• [Task directions] Rewrite only the lines of the data below, starting at the line that contains "Mark one point on each instance of the road" and ending at the line that contains "Mark one point on each instance of the man's", with both of those lines and all requests included. Multiply every coordinate in the answers by 1.4 and round each result to a whole number, rounding halves up.

• [Task data]
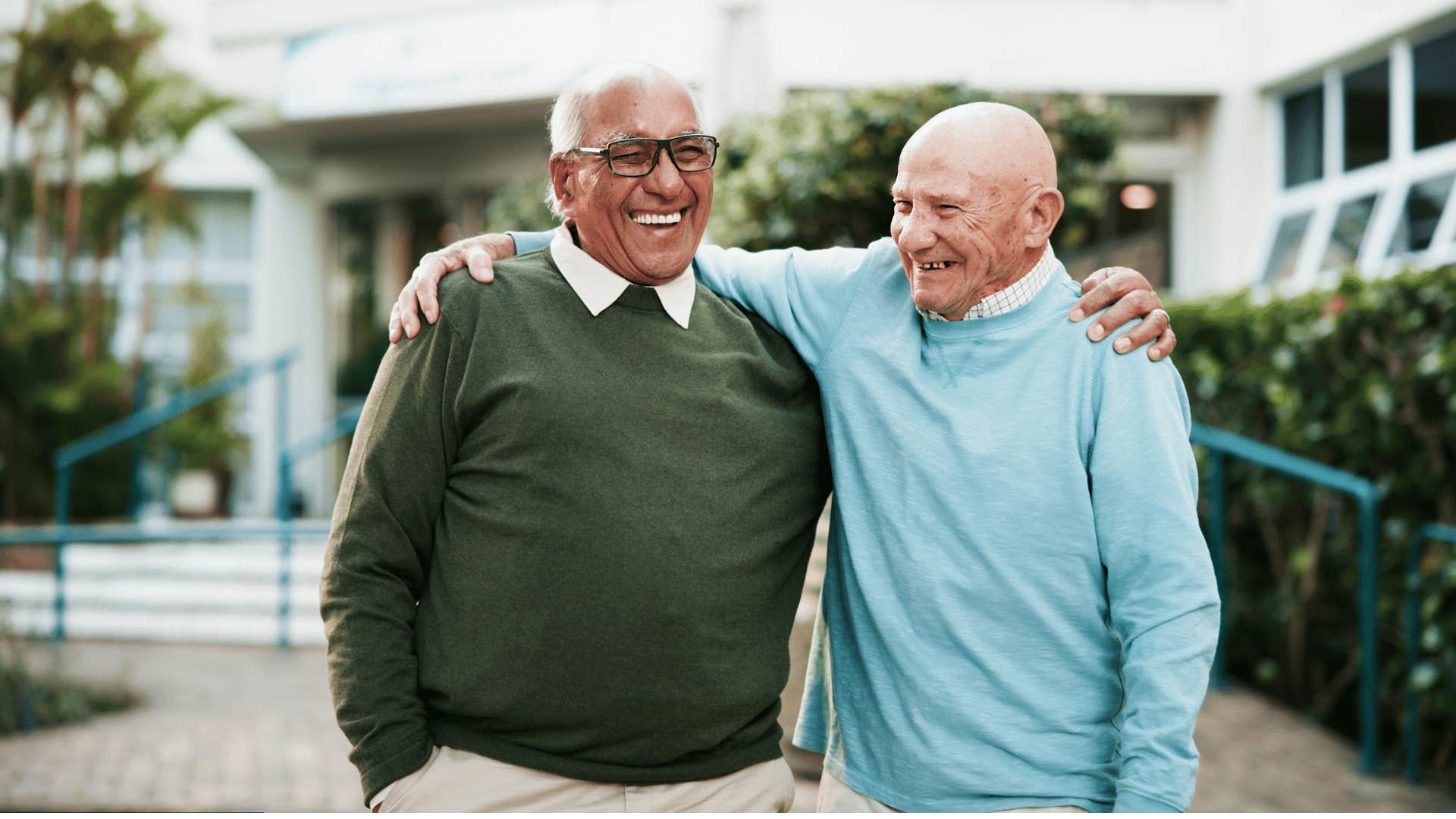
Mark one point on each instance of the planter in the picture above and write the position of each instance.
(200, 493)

...

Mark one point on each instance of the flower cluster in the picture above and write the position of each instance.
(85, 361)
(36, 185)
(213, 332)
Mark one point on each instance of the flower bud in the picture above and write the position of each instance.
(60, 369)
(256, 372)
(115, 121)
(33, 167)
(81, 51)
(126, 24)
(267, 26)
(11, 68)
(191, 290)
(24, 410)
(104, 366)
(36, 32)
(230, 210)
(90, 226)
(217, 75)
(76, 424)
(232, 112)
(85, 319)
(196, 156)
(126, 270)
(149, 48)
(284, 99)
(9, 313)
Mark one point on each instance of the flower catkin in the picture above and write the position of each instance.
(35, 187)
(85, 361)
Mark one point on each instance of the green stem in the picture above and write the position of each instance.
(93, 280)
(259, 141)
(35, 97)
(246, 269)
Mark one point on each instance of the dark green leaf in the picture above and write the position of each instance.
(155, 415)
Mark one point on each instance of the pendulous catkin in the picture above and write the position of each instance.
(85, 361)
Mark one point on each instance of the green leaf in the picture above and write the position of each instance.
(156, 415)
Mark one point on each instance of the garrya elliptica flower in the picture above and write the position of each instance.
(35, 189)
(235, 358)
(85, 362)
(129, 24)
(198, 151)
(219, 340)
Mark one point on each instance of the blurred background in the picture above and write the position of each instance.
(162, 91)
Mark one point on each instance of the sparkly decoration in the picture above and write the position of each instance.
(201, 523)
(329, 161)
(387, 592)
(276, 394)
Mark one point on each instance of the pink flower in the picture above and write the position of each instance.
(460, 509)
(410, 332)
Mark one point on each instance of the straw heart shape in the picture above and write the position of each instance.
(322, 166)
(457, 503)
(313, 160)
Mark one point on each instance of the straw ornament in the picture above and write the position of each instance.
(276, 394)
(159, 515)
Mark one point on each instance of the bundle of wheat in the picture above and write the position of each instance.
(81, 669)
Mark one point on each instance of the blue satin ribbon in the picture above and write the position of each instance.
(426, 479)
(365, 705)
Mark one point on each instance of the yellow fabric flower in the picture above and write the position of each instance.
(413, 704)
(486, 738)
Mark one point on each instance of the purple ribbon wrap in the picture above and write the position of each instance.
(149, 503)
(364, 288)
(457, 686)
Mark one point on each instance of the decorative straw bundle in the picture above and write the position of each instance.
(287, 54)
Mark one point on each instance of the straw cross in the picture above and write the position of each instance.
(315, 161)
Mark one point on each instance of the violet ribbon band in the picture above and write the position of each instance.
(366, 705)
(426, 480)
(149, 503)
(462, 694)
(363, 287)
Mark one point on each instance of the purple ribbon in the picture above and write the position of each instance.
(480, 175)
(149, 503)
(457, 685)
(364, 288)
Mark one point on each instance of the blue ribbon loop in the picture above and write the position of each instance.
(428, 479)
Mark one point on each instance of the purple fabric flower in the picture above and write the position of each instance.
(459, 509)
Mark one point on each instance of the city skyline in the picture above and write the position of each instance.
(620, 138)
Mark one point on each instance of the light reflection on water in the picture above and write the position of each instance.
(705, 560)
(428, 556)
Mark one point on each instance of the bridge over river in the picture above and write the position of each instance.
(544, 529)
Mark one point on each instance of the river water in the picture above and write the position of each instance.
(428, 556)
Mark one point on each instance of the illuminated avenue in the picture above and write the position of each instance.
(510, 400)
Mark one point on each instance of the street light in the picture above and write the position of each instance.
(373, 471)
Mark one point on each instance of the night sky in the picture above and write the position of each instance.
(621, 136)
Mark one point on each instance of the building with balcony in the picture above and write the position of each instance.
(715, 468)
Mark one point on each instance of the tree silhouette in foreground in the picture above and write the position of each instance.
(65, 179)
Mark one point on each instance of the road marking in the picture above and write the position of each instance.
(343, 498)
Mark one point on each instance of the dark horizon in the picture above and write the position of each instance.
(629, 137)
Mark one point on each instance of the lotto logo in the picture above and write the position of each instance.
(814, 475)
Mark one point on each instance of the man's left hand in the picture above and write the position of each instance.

• [Written solution]
Mark one point on each instance of the road marking in the picture above and write the position of each instance.
(480, 697)
Mark one point on each instance of the dark horizon in the picture above and write the position of each instance.
(881, 192)
Mark one point on each instance of the lotto logo in the picture above and write the position of each instance.
(1140, 665)
Mark one point on each instance of the man's left hand in the picture above and write the position of each instance.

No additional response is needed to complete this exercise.